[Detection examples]
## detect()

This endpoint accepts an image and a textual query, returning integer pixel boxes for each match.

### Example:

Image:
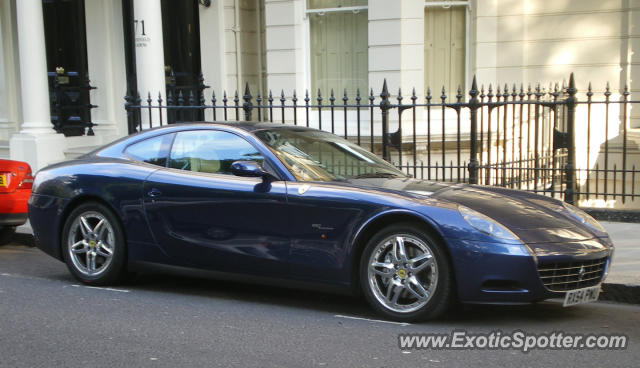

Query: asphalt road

[0,235,640,368]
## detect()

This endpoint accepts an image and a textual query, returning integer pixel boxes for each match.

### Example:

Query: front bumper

[0,189,31,226]
[451,238,613,304]
[0,212,28,226]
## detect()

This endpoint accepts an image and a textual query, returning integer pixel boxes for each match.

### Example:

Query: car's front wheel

[360,223,453,322]
[62,202,126,285]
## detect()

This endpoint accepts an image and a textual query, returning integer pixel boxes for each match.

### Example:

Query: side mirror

[231,161,271,178]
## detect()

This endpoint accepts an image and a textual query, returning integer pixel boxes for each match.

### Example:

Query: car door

[143,130,289,276]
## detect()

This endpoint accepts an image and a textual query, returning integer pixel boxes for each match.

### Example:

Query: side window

[124,134,173,167]
[169,130,264,174]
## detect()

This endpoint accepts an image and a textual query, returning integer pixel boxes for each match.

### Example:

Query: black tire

[359,223,455,322]
[60,202,127,286]
[0,226,16,245]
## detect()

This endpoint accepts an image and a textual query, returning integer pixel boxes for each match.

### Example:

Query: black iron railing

[125,74,640,207]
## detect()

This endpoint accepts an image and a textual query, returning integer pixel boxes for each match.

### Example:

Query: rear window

[124,134,174,167]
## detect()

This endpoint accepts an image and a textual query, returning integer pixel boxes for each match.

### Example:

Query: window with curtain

[424,6,467,98]
[307,0,369,99]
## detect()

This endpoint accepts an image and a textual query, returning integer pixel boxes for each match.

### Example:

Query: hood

[344,178,594,243]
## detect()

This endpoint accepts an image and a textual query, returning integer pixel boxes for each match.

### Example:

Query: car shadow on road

[6,234,616,326]
[127,273,600,326]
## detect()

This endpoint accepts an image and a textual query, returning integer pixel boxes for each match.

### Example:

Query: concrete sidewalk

[600,221,640,286]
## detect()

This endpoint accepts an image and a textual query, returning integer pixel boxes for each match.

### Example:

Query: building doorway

[42,0,92,136]
[161,0,204,123]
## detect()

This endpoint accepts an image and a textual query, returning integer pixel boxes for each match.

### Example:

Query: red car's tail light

[18,171,33,189]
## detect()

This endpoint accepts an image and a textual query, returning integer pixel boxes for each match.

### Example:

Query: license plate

[562,285,600,307]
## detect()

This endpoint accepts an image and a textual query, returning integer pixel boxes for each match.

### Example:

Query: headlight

[562,202,607,233]
[458,206,518,240]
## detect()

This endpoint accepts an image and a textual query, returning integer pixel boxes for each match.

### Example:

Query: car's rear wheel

[360,223,453,322]
[0,226,16,245]
[62,202,126,285]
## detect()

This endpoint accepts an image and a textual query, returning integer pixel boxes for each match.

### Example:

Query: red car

[0,160,33,245]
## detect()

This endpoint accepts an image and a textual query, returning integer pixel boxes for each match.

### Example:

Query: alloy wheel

[367,234,438,313]
[67,211,115,277]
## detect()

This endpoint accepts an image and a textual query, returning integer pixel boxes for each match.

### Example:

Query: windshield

[255,128,406,181]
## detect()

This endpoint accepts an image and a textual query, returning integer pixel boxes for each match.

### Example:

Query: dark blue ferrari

[29,123,613,321]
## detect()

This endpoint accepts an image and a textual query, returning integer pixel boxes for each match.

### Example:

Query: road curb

[599,283,640,304]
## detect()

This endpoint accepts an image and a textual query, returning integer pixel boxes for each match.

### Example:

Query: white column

[9,0,66,170]
[133,0,166,128]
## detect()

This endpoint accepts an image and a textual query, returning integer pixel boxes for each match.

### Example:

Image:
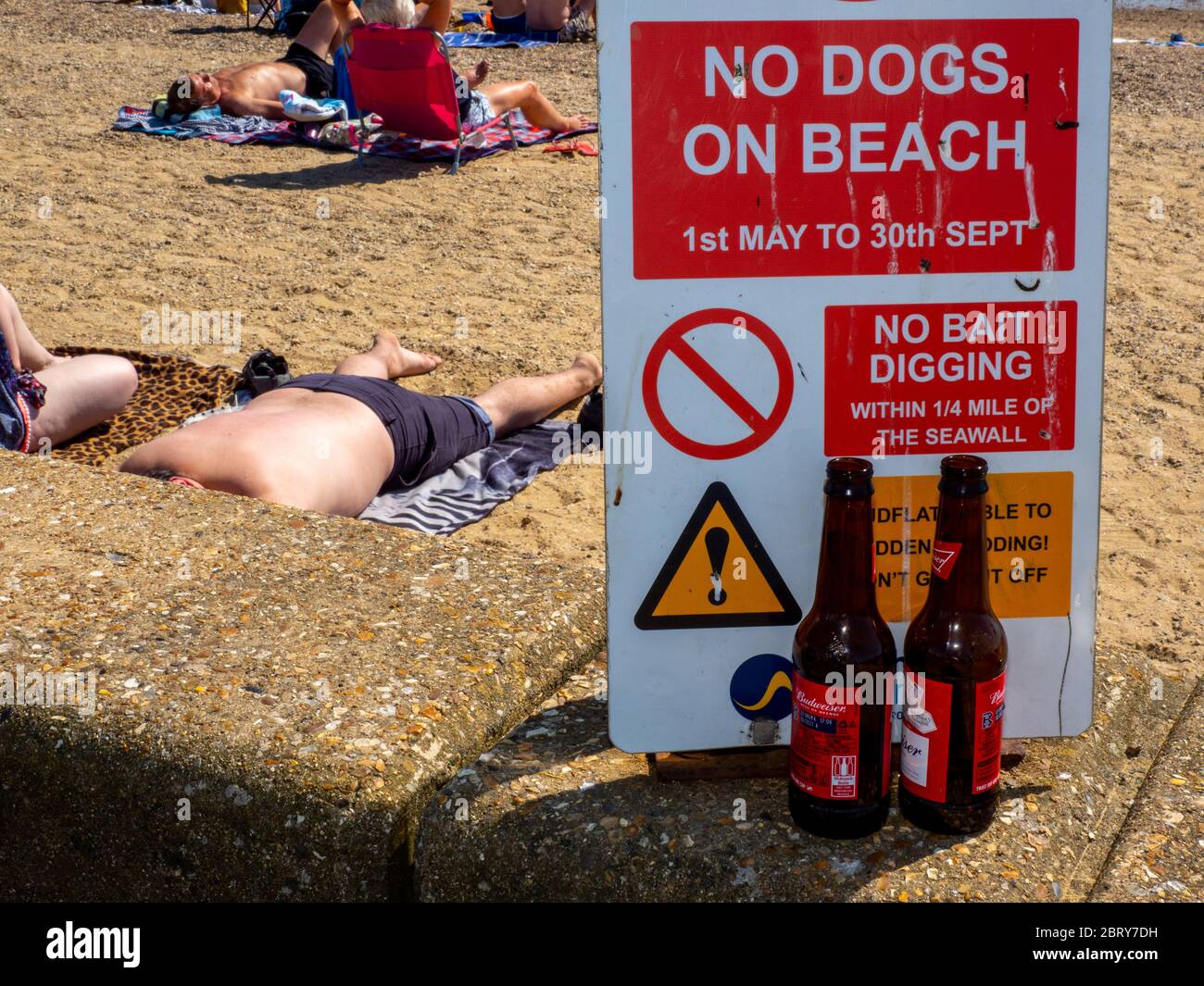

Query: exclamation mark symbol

[703,528,731,605]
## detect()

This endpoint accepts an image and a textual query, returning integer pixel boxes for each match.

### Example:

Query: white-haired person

[0,284,139,453]
[360,0,589,133]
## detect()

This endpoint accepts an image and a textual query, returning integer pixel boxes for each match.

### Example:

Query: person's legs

[477,80,589,133]
[0,284,67,373]
[296,0,364,57]
[417,0,452,33]
[526,0,570,31]
[334,332,443,381]
[29,353,139,452]
[473,353,602,438]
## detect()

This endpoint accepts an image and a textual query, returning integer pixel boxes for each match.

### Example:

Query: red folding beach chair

[345,24,519,175]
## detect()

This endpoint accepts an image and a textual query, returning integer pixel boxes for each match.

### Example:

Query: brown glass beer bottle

[899,456,1008,834]
[789,458,897,838]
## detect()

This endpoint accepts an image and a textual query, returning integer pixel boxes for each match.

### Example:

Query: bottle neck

[928,493,991,612]
[815,496,878,613]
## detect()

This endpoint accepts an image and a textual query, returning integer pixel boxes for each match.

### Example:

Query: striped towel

[113,106,295,144]
[181,399,591,534]
[360,421,581,534]
[443,31,555,48]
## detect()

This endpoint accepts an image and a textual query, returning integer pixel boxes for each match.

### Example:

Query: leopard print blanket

[55,345,238,466]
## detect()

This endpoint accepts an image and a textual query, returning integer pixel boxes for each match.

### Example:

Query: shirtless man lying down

[121,332,602,517]
[168,0,587,133]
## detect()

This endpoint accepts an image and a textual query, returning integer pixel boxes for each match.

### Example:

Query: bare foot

[573,353,602,392]
[553,115,590,133]
[370,332,443,381]
[464,59,489,89]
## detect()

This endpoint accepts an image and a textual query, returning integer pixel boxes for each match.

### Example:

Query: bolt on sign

[598,0,1111,751]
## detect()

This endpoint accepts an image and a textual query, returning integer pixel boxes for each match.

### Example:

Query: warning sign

[643,308,795,460]
[823,301,1078,456]
[598,0,1112,751]
[629,17,1084,278]
[874,472,1074,622]
[635,482,802,630]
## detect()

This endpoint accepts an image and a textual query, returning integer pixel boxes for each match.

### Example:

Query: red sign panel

[823,301,1079,456]
[631,19,1079,280]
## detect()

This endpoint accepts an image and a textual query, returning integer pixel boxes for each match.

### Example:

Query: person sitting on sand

[121,332,602,517]
[493,0,597,41]
[0,284,139,453]
[351,0,589,133]
[168,0,585,133]
[168,0,362,120]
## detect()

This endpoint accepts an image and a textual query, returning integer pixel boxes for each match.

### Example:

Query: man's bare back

[121,332,602,517]
[123,388,394,517]
[168,0,362,120]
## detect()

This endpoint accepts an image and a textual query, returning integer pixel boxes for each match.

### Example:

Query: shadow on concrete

[205,152,438,190]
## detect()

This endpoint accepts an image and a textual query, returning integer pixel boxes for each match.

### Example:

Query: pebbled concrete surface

[0,453,605,901]
[417,651,1191,902]
[1088,680,1204,903]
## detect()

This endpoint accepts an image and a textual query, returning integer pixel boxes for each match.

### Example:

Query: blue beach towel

[113,106,294,144]
[443,31,555,48]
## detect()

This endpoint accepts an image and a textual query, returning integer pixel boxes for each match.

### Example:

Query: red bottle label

[974,674,1006,794]
[899,674,954,801]
[932,541,962,579]
[790,672,891,801]
[899,670,1006,801]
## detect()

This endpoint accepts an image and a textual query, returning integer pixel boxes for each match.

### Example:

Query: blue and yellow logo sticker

[729,654,795,720]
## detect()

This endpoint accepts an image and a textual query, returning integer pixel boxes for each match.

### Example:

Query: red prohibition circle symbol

[643,308,795,460]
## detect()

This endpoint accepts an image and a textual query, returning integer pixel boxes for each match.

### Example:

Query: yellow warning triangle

[635,482,802,630]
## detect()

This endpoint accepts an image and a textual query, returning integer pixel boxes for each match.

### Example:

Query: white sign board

[598,0,1111,751]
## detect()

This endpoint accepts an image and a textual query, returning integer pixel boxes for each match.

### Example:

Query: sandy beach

[0,0,1204,676]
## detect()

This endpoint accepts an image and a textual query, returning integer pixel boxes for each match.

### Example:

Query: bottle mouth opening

[936,456,988,496]
[823,457,874,500]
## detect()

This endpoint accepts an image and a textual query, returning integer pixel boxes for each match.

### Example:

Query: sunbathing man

[121,332,602,517]
[168,0,362,120]
[168,0,586,133]
[0,284,139,453]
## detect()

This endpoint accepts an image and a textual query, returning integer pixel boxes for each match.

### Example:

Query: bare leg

[476,353,602,438]
[0,284,68,373]
[31,353,139,452]
[417,0,452,33]
[334,332,443,381]
[296,0,364,57]
[479,80,589,133]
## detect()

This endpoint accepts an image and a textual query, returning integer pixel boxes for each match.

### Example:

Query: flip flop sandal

[543,137,598,157]
[238,349,293,397]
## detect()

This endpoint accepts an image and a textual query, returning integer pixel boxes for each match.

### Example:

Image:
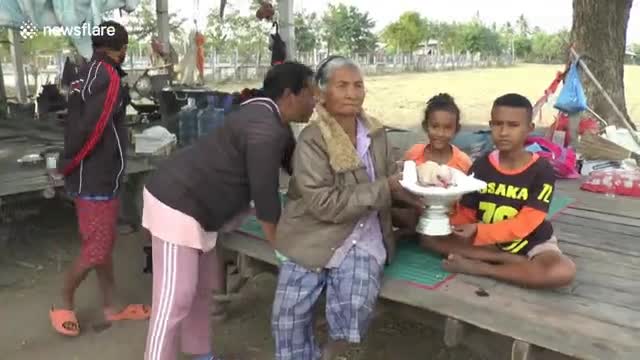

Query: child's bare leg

[420,235,528,263]
[443,251,576,288]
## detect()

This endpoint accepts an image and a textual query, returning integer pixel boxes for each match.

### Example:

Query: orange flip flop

[106,304,151,321]
[49,307,80,336]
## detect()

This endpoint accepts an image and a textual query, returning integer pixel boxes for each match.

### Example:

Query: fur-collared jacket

[275,105,396,271]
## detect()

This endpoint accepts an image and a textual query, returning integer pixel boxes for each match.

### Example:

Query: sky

[159,0,640,44]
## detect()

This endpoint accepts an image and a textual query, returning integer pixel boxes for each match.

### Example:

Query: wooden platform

[221,181,640,360]
[0,121,154,198]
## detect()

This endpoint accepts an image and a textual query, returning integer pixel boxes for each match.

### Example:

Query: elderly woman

[272,56,421,360]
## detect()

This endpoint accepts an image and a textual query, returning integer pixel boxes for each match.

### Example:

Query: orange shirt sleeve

[473,206,547,246]
[447,145,472,174]
[449,203,478,225]
[404,144,425,164]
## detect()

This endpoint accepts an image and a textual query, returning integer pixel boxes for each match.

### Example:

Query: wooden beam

[511,340,533,360]
[444,317,466,347]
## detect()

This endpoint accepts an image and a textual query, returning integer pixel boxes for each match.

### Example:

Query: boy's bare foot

[442,254,490,275]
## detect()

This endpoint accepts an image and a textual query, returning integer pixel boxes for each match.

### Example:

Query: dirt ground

[0,201,492,360]
[214,64,640,128]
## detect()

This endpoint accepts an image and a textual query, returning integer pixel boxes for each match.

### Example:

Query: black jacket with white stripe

[60,52,128,197]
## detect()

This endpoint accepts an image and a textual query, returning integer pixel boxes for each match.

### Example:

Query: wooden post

[9,28,27,104]
[211,48,218,80]
[444,317,465,347]
[0,58,7,118]
[233,48,238,80]
[156,0,171,53]
[278,0,296,60]
[511,340,532,360]
[570,47,640,145]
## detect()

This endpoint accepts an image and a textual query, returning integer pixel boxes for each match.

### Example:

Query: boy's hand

[453,224,478,243]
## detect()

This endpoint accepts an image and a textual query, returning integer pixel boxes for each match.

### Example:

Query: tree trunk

[571,0,633,127]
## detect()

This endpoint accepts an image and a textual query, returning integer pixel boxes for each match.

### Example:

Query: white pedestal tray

[400,161,487,236]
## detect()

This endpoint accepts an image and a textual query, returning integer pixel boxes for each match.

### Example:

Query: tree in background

[293,12,321,52]
[529,29,570,64]
[205,3,271,58]
[571,0,633,126]
[382,11,429,53]
[322,4,377,54]
[127,0,187,45]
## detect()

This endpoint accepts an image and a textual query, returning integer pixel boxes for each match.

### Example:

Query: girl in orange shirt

[391,93,471,236]
[404,93,471,173]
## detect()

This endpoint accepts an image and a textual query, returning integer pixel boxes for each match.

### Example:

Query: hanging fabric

[554,59,587,115]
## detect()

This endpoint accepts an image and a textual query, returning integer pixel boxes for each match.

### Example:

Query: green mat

[240,193,575,289]
[547,193,576,220]
[384,241,453,289]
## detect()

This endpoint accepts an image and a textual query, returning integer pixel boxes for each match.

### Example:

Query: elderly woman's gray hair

[315,56,360,90]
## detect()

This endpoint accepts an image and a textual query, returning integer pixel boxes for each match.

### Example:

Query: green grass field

[214,64,640,127]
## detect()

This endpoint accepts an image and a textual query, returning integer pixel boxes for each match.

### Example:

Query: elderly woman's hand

[387,173,424,212]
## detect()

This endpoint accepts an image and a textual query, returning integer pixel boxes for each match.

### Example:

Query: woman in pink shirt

[142,62,315,360]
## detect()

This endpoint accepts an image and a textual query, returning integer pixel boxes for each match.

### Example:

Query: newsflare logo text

[20,21,116,40]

# Requirements
Please write out the entries from the start through the line containing "[0,212,28,226]", substituting "function" for "endpoint" and keeping everything else the same. Omit the pictures.

# Right answer
## detect()

This function accepts an image and a textual query, returning integer pixel boxes for each match.

### Example:

Image:

Query: asphalt road

[0,235,640,368]
## detect()

This function accepts an image and a textual query, returning integer pixel boxes for each match.

### Example:

Query: front bumper

[0,189,31,226]
[451,238,613,304]
[0,212,28,226]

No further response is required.